**Objective a:**
Pull out every line of the entries below that contains the string "green". Case counts.

THE RIGHTS OF CONSCIENCE

NOTWITHSTANDING all that has been said and written on the rights of conscience, toleration, freedom of opinion, and other topics of the same kind, it still remains true that there is hardly any subject on which so much confusion exists, and on which it is more difficult to give a completely satisfactory answer to the various difficulties which may be suggested. The popular version of the theory of the rights of conscience is not very unlike that which was imputed to Liberals in general by Dr. Newman, in the latest of his publications. He gives the following proposition as one of the Liberal dogmas to which he specially objected: There are rights of conscience, such as that every one may lawfully advance a claim to profess and teach what is false and wrong in matters religious, social, and moral, provided that to his private conscience it seems absolutely true and right.' And he gives, as a legitimate inference from this, the proposition-Therefore individuals have a right to preach and practise fornication and polygamy.'

We made some observations on this, amongst other statements of Dr. Newman's on Liberalism in general, but the subject is not one to be dismissed in the few lines which were all that we could then afford to it. It well deserves a fuller discussion, and it is impossible to do justice to it, without drawing such an outline of the relation to each other of the main questions of moral philosophy, as will show the place which we should be disposed to allot to conscience, and the general conception which we have formed of its rights.

**Objective b:**
List the topics that the first sentence of the excerpt on the rights of conscience names as having been much said and written on.

**Material for this task:**
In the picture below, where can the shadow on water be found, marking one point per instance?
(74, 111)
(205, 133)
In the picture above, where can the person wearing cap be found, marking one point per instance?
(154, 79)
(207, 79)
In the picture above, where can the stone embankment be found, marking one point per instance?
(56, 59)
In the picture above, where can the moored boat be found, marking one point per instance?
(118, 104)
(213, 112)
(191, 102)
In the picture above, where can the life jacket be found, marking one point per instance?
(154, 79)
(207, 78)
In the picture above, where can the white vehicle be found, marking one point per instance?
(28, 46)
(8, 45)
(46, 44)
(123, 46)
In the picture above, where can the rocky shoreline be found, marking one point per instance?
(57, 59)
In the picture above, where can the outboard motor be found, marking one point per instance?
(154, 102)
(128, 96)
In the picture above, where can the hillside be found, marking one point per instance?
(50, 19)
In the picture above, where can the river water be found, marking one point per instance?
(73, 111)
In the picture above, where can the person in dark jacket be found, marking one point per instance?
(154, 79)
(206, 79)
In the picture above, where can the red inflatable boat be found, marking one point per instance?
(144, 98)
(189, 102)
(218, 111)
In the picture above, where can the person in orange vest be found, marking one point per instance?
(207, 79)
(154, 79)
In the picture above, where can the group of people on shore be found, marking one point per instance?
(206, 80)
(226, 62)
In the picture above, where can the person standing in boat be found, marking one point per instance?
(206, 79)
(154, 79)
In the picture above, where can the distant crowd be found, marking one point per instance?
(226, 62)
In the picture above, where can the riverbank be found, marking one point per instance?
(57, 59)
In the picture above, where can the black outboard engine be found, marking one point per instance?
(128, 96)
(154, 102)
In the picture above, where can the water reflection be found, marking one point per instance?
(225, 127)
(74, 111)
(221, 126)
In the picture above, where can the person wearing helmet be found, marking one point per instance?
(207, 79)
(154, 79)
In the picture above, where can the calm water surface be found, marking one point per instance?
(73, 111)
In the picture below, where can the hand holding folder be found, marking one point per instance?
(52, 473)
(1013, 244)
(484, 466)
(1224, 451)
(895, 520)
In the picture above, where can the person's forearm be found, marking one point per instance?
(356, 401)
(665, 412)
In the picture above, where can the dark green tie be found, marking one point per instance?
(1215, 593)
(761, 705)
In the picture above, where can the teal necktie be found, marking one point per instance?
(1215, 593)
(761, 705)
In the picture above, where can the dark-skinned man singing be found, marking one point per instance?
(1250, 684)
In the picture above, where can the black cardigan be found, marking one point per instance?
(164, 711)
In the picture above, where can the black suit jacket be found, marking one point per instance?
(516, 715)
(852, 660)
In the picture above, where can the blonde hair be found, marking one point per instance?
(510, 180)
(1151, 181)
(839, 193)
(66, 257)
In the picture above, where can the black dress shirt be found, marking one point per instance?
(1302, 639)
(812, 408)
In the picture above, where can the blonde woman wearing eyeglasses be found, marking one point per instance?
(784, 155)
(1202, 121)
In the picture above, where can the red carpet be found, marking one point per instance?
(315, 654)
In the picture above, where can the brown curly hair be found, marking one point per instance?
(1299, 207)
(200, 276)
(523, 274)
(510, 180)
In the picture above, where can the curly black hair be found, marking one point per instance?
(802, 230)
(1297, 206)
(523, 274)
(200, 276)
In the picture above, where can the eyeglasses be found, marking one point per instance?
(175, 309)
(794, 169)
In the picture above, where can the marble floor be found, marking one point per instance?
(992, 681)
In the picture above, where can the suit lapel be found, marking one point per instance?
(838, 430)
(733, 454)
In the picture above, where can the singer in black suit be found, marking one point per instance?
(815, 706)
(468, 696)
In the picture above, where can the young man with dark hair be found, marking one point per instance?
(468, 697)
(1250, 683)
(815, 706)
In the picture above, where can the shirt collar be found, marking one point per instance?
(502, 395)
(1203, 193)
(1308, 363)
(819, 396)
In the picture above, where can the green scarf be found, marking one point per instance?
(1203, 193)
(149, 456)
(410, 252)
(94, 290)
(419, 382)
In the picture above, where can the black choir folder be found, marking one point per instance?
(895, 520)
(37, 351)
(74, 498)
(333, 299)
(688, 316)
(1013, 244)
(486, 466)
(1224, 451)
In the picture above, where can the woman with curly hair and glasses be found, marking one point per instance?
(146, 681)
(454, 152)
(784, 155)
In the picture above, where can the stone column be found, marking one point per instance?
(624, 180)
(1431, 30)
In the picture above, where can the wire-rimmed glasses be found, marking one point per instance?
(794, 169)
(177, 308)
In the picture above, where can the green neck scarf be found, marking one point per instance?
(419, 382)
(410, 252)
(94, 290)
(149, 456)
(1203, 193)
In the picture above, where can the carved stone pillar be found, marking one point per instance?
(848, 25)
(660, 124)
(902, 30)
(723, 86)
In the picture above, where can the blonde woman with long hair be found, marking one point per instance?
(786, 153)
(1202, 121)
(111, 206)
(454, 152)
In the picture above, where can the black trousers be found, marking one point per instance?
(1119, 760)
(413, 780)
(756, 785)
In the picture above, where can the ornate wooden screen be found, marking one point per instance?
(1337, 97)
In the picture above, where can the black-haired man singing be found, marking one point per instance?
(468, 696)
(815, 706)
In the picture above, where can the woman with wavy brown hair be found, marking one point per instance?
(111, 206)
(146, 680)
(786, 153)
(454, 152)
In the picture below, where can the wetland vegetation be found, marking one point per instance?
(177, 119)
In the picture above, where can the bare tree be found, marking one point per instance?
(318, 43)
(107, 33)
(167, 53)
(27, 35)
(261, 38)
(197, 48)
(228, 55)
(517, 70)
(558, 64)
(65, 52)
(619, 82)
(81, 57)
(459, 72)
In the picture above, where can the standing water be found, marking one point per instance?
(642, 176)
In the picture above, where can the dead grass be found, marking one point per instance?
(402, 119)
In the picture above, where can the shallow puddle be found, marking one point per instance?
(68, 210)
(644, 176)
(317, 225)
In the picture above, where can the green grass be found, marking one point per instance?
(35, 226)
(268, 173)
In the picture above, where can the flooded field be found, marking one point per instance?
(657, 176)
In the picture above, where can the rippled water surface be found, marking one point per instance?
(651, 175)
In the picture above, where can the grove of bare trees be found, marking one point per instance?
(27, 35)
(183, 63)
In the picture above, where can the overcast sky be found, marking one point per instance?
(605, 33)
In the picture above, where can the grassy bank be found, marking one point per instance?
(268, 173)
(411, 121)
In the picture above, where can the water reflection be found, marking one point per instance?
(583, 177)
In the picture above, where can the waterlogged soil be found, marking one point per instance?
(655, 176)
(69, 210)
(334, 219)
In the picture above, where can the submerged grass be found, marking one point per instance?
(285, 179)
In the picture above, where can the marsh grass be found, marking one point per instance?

**Task solution a:**
In the picture above, where can the dark green tie be found, marking one point per instance?
In the picture above, where can the green scarf be found, marking one point per instance?
In the picture above, where can the green neck scarf be found, marking one point per instance?
In the picture above, where can the green grass be found, marking one point per instance?

**Task solution b:**
- the rights of conscience
- toleration
- freedom of opinion